----- SOURCE DOCUMENT -----
In this example, the different behavior of the pass for different platforms is achieved by adding special rewriters. In the following example FuseQuantizedOps pass uses an instance of IGreedilyPassStrategy in order to retrieve patterns:

void FuseQuantizedOpsPass::safeRunOnFunc() {
    auto func = getOperation();
    mlir::RewritePatternSet patterns(&ctx);

    // creating an instance of IGreedilyPassStrategy
    auto strategy = vpux::IE::createFuseQuantizedOpsStrategy(
                    &ctx, func, _seOpsEnabled, _seExperimentalOpsEnabled);
    // register platform-specific rewriters using the strategy
    strategy->addPatterns(patterns, _log);

    if (mlir::failed(applyPatternsGreedily(func, 
            std::move(patterns), getDefaultGreedyRewriteConfig()))) {
        signalPassFailure();
    }
}

The IGreedilyPassStrategy can be implemented in different ways, depending on the version of the device:

// 37XX
void FuseQuantizedOpsStrategy::addPatterns(mlir::RewritePatternSet& patterns, Logger& log) const {
    auto ctx = patterns.getContext();

    // ...
-----
__TASK STATEMENT__:
In the FuseQuantizedOps passage, list every argument passed to createFuseQuantizedOpsStrategy. Work only from the passage about the FuseQuantizedOps pass.
----- SUPPLIED MATERIAL -----
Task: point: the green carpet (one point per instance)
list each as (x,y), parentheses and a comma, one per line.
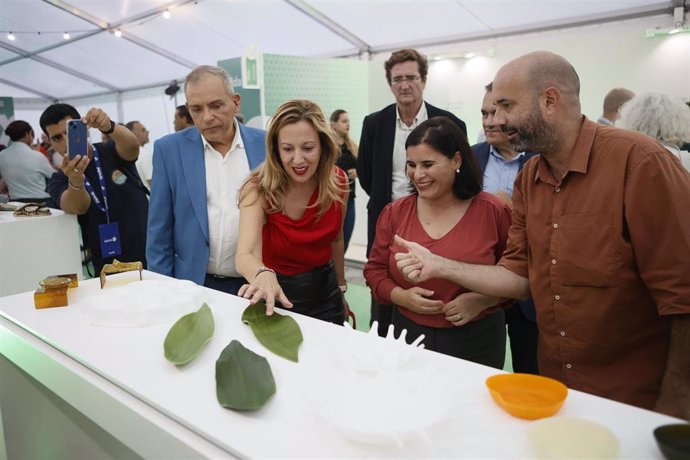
-----
__RESPONSE BELOW__:
&ctx, func, _seOpsEnabled, _seExperimentalOpsEnabled